• [DOCUMENT EXCERPT]:

------------------------------------

The answer: the blade of three virtues.

Santoku knives are versatile, no matter how you interpret their name, commonly translated as 'three virtues' or 'three uses'. Depending on whom you ask, that 'three' points to:

  • The three ingredients it can handle: meat, fish and vegetables
  • The three cutting tasks it excels at: slicing, dicing and mincing.

Once meant for the Japanese home cook navigating a changing table, the santoku has become one of the most approachable kitchen knives in the world - one that's equally at ease with carrots, chicken and a slightly-too-ambitious dinner plan.

Santoku Blade Geometry: How It Differs from Western Chef Knives

If you line up a santoku and a Western chef’s knife, the resemblance is obvious - and so is the difference.

Japanese santoku knives typically feature:

  • A shorter blade than many Western chef knives, often in the 13-20 cm range, with 16.5-18 cm (about 6.5 to 7 inches) especially common. Chef knives generally range from 15-30 cm, with 20 cm (about 8 inches) being the standard length for home-use knives.
  • A wider blade that offers more knuckle clearance, which matters when you’re working close to a cutting board in a small kitchen.
  • A distinctive silhouette described as a sheepsfoot, where the spine curves down toward a rounded tip, often approaching a 60-degree drop near the point.
  • A flatter edge that favors straight chopping as well as cutting with a slight push rather than rocking the knife.

------------------------------------

• [REQUIREMENTS]:
**1.** Retype the passage of the santoku knife text, starting at "The answer: the" and ending at "slightly-too-ambitious dinner plan.".
**2.** In the santoku knife text, what advantage does the santoku's wider blade offer, and why is that advantage useful?
**3.** Carry on the santoku knife text from the point where it ends.

• [INFORMATION SUPPLIED]:
------------------------------------

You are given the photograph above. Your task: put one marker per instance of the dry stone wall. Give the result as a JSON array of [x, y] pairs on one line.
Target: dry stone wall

------------------------------------

• [ANSWERS GIVEN]:
**1.**
The answer: the blade of three virtues.

Santoku knives are versatile, no matter how you interpret their name, commonly translated as 'three virtues' or 'three uses'. Depending on whom you ask, that 'three' points to:

  • The three ingredients it can handle: meat, fish and vegetables
  • The three cutting tasks it excels at: slicing, dicing and mincing.

Once meant for the Japanese home cook navigating a changing table, the santoku has become one of the most approachable kitchen knives in the world - one that's equally at ease with carrots, chicken and a slightly-too-ambitious dinner plan.

**2.** The wider blade gives more knuckle clearance. This is useful when you are working close to a cutting board in a small kitchen.

**3.**
  • Many Western chef knives, especially German-style ones, have a pronounced belly (the curve leading to the tip). They are built for the rocking motion: tip anchored, heel rising and falling, the knife moving like a hinge. Santoku knives, by contrast, usually make more continuous contact with the board: down, forward and through.
  • Western chef’s knives tend to sit at roughly 15 to 20 degrees per side, while santoku edges are often sharpened at a more acute angle - 10 to 12 degrees - that helps the blade glide with less resistance.

This fine edge is also why santoku can feel so sharp. The tradeoff is that harder, thinner edges can be more prone to chipping if you treat them like butcher knives and use them for tasks that need power. This is not the blade for bones, frozen foods or prying a stubborn jar lid off. It is a blade for accuracy.

How to Use a Santoku Knife: The 3 Virtues of Slice, Dice and Mince

The santoku’s three virtues show up in the first 10 minutes of dinner prep.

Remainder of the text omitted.